Start of Block

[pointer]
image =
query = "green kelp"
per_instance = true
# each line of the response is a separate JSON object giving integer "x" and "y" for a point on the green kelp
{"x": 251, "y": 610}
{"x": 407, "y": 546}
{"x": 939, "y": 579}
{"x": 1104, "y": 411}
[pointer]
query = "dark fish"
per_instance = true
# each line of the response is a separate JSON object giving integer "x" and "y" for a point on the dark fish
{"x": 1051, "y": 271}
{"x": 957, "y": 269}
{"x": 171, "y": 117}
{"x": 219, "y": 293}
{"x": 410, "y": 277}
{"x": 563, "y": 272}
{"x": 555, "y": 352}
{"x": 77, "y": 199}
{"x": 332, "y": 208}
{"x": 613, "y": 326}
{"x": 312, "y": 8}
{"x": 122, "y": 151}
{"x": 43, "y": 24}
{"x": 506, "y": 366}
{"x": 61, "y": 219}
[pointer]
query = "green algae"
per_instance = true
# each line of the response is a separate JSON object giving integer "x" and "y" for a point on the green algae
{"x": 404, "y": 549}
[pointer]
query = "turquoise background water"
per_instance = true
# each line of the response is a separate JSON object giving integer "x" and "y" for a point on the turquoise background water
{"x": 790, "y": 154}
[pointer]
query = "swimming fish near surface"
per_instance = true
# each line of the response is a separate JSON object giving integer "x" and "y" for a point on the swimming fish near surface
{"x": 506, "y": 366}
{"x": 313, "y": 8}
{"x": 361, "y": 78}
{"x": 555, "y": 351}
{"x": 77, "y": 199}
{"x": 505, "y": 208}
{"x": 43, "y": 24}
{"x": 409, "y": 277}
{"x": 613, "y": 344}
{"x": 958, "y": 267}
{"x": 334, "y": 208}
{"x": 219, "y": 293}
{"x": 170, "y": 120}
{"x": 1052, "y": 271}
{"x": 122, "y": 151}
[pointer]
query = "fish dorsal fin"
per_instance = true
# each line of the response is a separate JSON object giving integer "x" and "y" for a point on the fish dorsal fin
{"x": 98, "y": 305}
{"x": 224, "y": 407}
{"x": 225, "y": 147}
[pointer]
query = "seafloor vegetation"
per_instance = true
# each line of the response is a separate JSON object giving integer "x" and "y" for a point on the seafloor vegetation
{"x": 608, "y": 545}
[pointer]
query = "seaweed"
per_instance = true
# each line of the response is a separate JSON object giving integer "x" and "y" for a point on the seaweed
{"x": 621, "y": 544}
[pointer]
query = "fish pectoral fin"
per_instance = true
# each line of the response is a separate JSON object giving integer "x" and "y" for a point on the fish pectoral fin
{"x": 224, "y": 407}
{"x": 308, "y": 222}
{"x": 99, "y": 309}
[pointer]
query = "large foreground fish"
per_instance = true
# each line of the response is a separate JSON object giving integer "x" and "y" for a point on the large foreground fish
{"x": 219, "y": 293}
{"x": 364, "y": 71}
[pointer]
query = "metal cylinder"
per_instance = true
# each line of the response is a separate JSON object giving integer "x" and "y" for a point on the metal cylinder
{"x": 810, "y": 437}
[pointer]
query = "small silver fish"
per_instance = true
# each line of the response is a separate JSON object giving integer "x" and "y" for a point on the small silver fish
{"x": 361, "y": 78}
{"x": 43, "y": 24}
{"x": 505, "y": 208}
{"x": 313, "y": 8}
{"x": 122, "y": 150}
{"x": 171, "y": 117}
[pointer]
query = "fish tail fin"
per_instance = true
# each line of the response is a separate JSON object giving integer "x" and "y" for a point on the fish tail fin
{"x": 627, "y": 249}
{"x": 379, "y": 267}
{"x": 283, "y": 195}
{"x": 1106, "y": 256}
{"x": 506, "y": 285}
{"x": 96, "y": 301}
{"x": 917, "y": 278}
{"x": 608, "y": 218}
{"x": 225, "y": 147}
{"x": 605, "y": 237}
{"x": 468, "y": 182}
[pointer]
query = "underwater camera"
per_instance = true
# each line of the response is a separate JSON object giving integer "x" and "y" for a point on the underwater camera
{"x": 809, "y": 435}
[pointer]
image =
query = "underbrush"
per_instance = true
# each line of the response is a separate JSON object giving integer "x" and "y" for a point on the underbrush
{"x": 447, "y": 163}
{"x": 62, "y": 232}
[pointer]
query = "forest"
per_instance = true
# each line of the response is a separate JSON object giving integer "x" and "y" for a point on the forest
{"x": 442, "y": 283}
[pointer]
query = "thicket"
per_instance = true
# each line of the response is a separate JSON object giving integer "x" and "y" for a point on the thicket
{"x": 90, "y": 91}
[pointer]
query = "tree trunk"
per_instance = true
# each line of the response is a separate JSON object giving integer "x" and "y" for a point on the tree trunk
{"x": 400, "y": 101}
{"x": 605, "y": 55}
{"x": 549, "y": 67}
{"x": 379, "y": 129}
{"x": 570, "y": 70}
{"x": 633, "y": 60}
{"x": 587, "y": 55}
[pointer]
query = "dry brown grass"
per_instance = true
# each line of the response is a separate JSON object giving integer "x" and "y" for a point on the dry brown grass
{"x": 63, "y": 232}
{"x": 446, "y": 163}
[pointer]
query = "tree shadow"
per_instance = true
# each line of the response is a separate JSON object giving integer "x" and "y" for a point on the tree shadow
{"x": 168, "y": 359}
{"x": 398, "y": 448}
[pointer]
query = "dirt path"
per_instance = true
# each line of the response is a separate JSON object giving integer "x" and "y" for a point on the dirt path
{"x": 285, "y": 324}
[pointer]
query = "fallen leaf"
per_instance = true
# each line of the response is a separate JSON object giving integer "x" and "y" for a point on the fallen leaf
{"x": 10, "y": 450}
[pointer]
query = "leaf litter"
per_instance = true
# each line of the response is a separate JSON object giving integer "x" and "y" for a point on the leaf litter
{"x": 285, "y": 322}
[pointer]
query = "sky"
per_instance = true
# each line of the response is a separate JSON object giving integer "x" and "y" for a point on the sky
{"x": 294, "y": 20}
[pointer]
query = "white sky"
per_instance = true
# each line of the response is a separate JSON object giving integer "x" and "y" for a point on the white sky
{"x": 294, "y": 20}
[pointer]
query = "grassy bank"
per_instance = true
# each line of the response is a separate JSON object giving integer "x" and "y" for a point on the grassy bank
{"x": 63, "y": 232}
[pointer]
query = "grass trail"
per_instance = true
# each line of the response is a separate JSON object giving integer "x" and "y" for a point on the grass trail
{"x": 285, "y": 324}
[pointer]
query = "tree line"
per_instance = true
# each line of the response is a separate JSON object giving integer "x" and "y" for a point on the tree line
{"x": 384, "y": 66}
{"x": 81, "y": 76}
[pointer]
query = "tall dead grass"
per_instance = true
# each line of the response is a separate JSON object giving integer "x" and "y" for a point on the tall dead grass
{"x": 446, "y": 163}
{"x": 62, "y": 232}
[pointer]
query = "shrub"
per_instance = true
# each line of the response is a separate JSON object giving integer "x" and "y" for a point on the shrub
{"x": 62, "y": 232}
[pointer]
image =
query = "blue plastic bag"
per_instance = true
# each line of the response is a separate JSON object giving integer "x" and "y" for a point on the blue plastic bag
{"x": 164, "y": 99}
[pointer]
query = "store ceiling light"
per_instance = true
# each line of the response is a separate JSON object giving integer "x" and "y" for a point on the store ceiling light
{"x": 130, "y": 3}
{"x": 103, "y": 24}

End of Block

**Exercise**
Would you output all the records above exactly as written?

**Output below**
[pointer]
image =
query = "green kelp"
per_instance = true
# each line of the response is a separate JSON object giving integer "x" and "y" for a point on the green kelp
{"x": 251, "y": 610}
{"x": 407, "y": 546}
{"x": 939, "y": 579}
{"x": 1104, "y": 411}
[pointer]
query = "dark fish"
per_instance = true
# each line of the response is a separate JSON object giving integer "x" and "y" for a point on the dark fish
{"x": 1051, "y": 271}
{"x": 957, "y": 269}
{"x": 171, "y": 117}
{"x": 219, "y": 293}
{"x": 410, "y": 277}
{"x": 563, "y": 272}
{"x": 555, "y": 352}
{"x": 77, "y": 199}
{"x": 332, "y": 208}
{"x": 613, "y": 326}
{"x": 312, "y": 8}
{"x": 122, "y": 151}
{"x": 43, "y": 24}
{"x": 506, "y": 366}
{"x": 61, "y": 219}
[pointer]
query = "green algae"
per_instance = true
# each line of the response is a separate JSON object giving integer "x" and "y" for a point on the green algae
{"x": 404, "y": 549}
[pointer]
query = "turquoise background water"
per_instance = true
# each line of the response is a separate JSON object giving integer "x" and "y" for a point on the turquoise background water
{"x": 790, "y": 154}
[pointer]
query = "swimming fish near surface"
per_instance = true
# each line of the response is a separate JSON object giving integer "x" and "y" for a point on the swimming fish near surface
{"x": 506, "y": 366}
{"x": 313, "y": 8}
{"x": 361, "y": 78}
{"x": 555, "y": 351}
{"x": 77, "y": 199}
{"x": 505, "y": 208}
{"x": 43, "y": 24}
{"x": 409, "y": 277}
{"x": 613, "y": 344}
{"x": 958, "y": 267}
{"x": 334, "y": 208}
{"x": 219, "y": 293}
{"x": 170, "y": 120}
{"x": 1052, "y": 271}
{"x": 122, "y": 151}
[pointer]
query = "fish dorsal fin"
per_instance = true
# each line of the response is a separate JSON object giving integer "x" and "y" for a point on the fish dorsal fin
{"x": 98, "y": 305}
{"x": 224, "y": 407}
{"x": 225, "y": 147}
[pointer]
query = "seafloor vegetation"
per_instance = true
# each line of the response is a separate JSON object giving integer "x" and "y" for a point on the seafloor vegetation
{"x": 608, "y": 545}
[pointer]
query = "seaweed"
per_instance = true
# each line of the response is a separate JSON object giving integer "x" and "y" for a point on the seaweed
{"x": 621, "y": 544}
[pointer]
query = "fish pectoral fin"
per_instance = true
# each line of the response is a separate JSON object giving integer "x" and "y" for a point on the fish pectoral fin
{"x": 224, "y": 407}
{"x": 308, "y": 222}
{"x": 99, "y": 309}
[pointer]
query = "large foreground fish"
per_instance = true
# each line of the response is a separate JSON object giving integer "x" and "y" for a point on the large foreground fish
{"x": 219, "y": 293}
{"x": 364, "y": 71}
[pointer]
query = "metal cylinder"
per_instance = true
# each line of the response is a separate JSON object giving integer "x" and "y" for a point on the metal cylinder
{"x": 810, "y": 437}
[pointer]
query = "small silver fish"
per_instance = true
# each line of the response is a separate JSON object giving integer "x" and "y" for a point on the small silver fish
{"x": 361, "y": 78}
{"x": 43, "y": 24}
{"x": 505, "y": 208}
{"x": 313, "y": 8}
{"x": 122, "y": 150}
{"x": 171, "y": 117}
[pointer]
query = "fish tail fin"
per_instance = true
# each line of the response is a separate JSON object giving integer "x" and "y" for a point on the fish tail fin
{"x": 627, "y": 249}
{"x": 379, "y": 267}
{"x": 283, "y": 195}
{"x": 1106, "y": 256}
{"x": 506, "y": 285}
{"x": 96, "y": 301}
{"x": 917, "y": 278}
{"x": 608, "y": 218}
{"x": 225, "y": 147}
{"x": 605, "y": 237}
{"x": 468, "y": 182}
[pointer]
query = "underwater camera"
per_instance = true
# each line of the response is a separate JSON object giving integer "x" and "y" for a point on the underwater camera
{"x": 809, "y": 435}
[pointer]
image =
query = "underbrush"
per_instance = true
# each line of the response is a separate JSON object giving integer "x" and "y" for a point on the underbrush
{"x": 447, "y": 163}
{"x": 62, "y": 232}
[pointer]
query = "forest"
per_instance = true
# each line of the response is a separate JSON object giving integer "x" and "y" for a point on the forest
{"x": 442, "y": 283}
[pointer]
query = "thicket"
per_instance = true
# each line of the response is a separate JSON object giving integer "x" and "y" for a point on the thicket
{"x": 90, "y": 91}
[pointer]
query = "tree trunk"
per_instance = true
# each line of the response is a separate JSON object giving integer "x" and "y" for a point on the tree trunk
{"x": 400, "y": 101}
{"x": 605, "y": 55}
{"x": 549, "y": 67}
{"x": 379, "y": 129}
{"x": 570, "y": 70}
{"x": 633, "y": 60}
{"x": 587, "y": 55}
[pointer]
query = "dry brown grass"
per_instance = true
# each line of the response is a separate JSON object giving integer "x" and "y" for a point on the dry brown grass
{"x": 63, "y": 232}
{"x": 446, "y": 163}
[pointer]
query = "tree shadow"
per_instance = true
# each line of the response is a separate JSON object giving integer "x" and "y" for a point on the tree shadow
{"x": 168, "y": 359}
{"x": 398, "y": 448}
[pointer]
query = "dirt path"
per_instance = true
# each line of the response is a separate JSON object giving integer "x" and "y" for a point on the dirt path
{"x": 285, "y": 324}
[pointer]
query = "fallen leaf"
per_instance = true
# each line of the response is a separate JSON object giving integer "x" and "y" for a point on the fallen leaf
{"x": 10, "y": 450}
[pointer]
query = "leaf litter"
per_instance = true
# each line of the response is a separate JSON object giving integer "x" and "y" for a point on the leaf litter
{"x": 285, "y": 322}
[pointer]
query = "sky"
per_instance = true
# each line of the response is a separate JSON object giving integer "x" and "y" for a point on the sky
{"x": 294, "y": 20}
[pointer]
query = "white sky"
per_instance = true
# each line of the response is a separate JSON object giving integer "x" and "y" for a point on the white sky
{"x": 294, "y": 20}
[pointer]
query = "grassy bank"
per_instance = true
# each line of the response is a separate JSON object giving integer "x" and "y" for a point on the grassy bank
{"x": 63, "y": 232}
[pointer]
query = "grass trail"
per_instance = true
# each line of the response is a separate JSON object giving integer "x" and "y" for a point on the grass trail
{"x": 285, "y": 324}
[pointer]
query = "tree line"
per_instance = true
# each line of the response is a separate JSON object giving integer "x" and "y" for a point on the tree line
{"x": 384, "y": 66}
{"x": 81, "y": 76}
[pointer]
query = "tall dead grass"
per_instance = true
# each line of the response is a separate JSON object giving integer "x" and "y" for a point on the tall dead grass
{"x": 446, "y": 163}
{"x": 62, "y": 232}
[pointer]
query = "shrub"
per_instance = true
# each line of the response is a separate JSON object giving integer "x" and "y" for a point on the shrub
{"x": 62, "y": 232}
[pointer]
image =
query = "blue plastic bag"
per_instance = true
# each line of the response is a separate JSON object giving integer "x" and "y" for a point on the blue plastic bag
{"x": 164, "y": 99}
[pointer]
query = "store ceiling light"
per_instance = true
# each line of the response is a separate JSON object giving integer "x" and "y" for a point on the store ceiling light
{"x": 130, "y": 3}
{"x": 103, "y": 24}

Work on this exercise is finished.